Records from a data source »
========

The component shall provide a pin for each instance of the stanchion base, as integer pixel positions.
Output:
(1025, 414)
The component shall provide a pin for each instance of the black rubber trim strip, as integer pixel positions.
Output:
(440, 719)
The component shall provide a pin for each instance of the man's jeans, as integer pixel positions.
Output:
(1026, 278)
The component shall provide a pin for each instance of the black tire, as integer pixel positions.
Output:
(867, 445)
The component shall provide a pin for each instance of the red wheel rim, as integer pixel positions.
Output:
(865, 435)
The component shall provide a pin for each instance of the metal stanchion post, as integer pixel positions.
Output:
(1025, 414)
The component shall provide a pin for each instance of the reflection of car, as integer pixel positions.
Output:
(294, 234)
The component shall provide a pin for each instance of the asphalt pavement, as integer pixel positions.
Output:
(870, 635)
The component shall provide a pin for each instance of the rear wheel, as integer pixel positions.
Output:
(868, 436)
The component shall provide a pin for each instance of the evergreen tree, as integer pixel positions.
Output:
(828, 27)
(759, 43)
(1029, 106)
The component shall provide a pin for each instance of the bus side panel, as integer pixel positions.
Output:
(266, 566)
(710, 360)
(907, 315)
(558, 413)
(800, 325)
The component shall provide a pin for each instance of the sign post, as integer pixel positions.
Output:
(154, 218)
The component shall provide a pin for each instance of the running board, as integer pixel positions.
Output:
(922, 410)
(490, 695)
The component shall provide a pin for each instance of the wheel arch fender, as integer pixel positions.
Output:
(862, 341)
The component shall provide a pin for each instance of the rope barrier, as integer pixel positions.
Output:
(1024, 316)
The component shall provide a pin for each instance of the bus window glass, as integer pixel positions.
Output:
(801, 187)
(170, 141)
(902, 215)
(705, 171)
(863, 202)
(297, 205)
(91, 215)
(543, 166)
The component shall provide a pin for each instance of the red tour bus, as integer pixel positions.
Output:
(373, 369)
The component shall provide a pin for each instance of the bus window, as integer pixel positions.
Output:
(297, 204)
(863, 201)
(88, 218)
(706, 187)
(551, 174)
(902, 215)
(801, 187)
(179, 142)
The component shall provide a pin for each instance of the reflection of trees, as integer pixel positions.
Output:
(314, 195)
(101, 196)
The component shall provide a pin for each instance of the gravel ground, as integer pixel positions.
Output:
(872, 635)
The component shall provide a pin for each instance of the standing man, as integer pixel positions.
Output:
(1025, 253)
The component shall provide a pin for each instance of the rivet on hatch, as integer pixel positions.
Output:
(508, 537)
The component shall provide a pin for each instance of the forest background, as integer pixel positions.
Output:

========

Please turn every line of the data above into a Markdown table with the columns Row and Data line, numbering each row and skipping blank lines.

Result of the exercise »
| Row | Data line |
|---|---|
| 1 | The component shall provide a pin for each instance of the stanchion base, as integer pixel positions. |
| 2 | Output: |
| 3 | (1025, 414) |
| 4 | The component shall provide a pin for each instance of the black rubber trim strip, as integer pixel positions. |
| 5 | Output: |
| 6 | (440, 719) |
| 7 | The component shall provide a pin for each instance of the man's jeans, as integer pixel positions. |
| 8 | Output: |
| 9 | (1026, 278) |
| 10 | The component shall provide a pin for each instance of the black tire, as integer pixel positions. |
| 11 | Output: |
| 12 | (867, 445) |
| 13 | The component shall provide a pin for each instance of the red wheel rim, as integer pixel positions. |
| 14 | Output: |
| 15 | (865, 435) |
| 16 | The component shall provide a pin for each instance of the metal stanchion post, as integer pixel positions. |
| 17 | Output: |
| 18 | (1025, 414) |
| 19 | The component shall provide a pin for each instance of the reflection of car, as integer pixel positions. |
| 20 | Output: |
| 21 | (294, 234) |
| 22 | The component shall provide a pin for each instance of the asphalt pavement, as integer pixel positions. |
| 23 | Output: |
| 24 | (870, 635) |
| 25 | The component shall provide a pin for each instance of the rear wheel, as integer pixel positions. |
| 26 | Output: |
| 27 | (868, 436) |
| 28 | The component shall provide a pin for each instance of the evergreen tree, as integer pixel positions. |
| 29 | Output: |
| 30 | (828, 27) |
| 31 | (759, 43) |
| 32 | (1029, 106) |
| 33 | The component shall provide a pin for each instance of the bus side panel, as integer pixel positions. |
| 34 | Output: |
| 35 | (266, 566) |
| 36 | (710, 360) |
| 37 | (907, 315) |
| 38 | (558, 413) |
| 39 | (800, 325) |
| 40 | The component shall provide a pin for each instance of the sign post, as integer pixel positions. |
| 41 | Output: |
| 42 | (154, 218) |
| 43 | The component shall provide a pin for each instance of the running board, as integer pixel positions. |
| 44 | Output: |
| 45 | (922, 410) |
| 46 | (490, 695) |
| 47 | The component shall provide a pin for each instance of the wheel arch fender, as integer pixel positions. |
| 48 | Output: |
| 49 | (862, 341) |
| 50 | The component shall provide a pin for each instance of the rope barrier, as integer pixel positions. |
| 51 | Output: |
| 52 | (1024, 316) |
| 53 | The component shall provide a pin for each instance of the bus window glass, as integer pixel positions. |
| 54 | Output: |
| 55 | (801, 187) |
| 56 | (170, 141) |
| 57 | (902, 215) |
| 58 | (705, 171) |
| 59 | (863, 202) |
| 60 | (297, 205) |
| 61 | (91, 215) |
| 62 | (543, 166) |
| 63 | The component shall provide a pin for each instance of the red tour bus, as integer pixel positions. |
| 64 | Output: |
| 65 | (373, 369) |
| 66 | The component shall provide a pin for each instance of the bus window, as integer pixel positions. |
| 67 | Output: |
| 68 | (297, 204) |
| 69 | (863, 201) |
| 70 | (88, 218) |
| 71 | (706, 187) |
| 72 | (551, 174) |
| 73 | (902, 215) |
| 74 | (801, 187) |
| 75 | (179, 142) |
| 76 | The component shall provide a pin for each instance of the reflection of trees, as integer pixel positions. |
| 77 | Output: |
| 78 | (314, 195) |
| 79 | (101, 196) |
| 80 | The component shall provide a pin for each instance of the gravel ground, as integer pixel positions. |
| 81 | Output: |
| 82 | (872, 635) |
| 83 | The component shall provide a pin for each instance of the standing man, as integer pixel positions. |
| 84 | Output: |
| 85 | (1025, 253) |
| 86 | The component shall provide a pin for each instance of the rivet on hatch, as integer pixel positions. |
| 87 | Output: |
| 88 | (508, 537) |
| 89 | The component shall provide a pin for each instance of the forest background, as integer pixel positions. |
| 90 | Output: |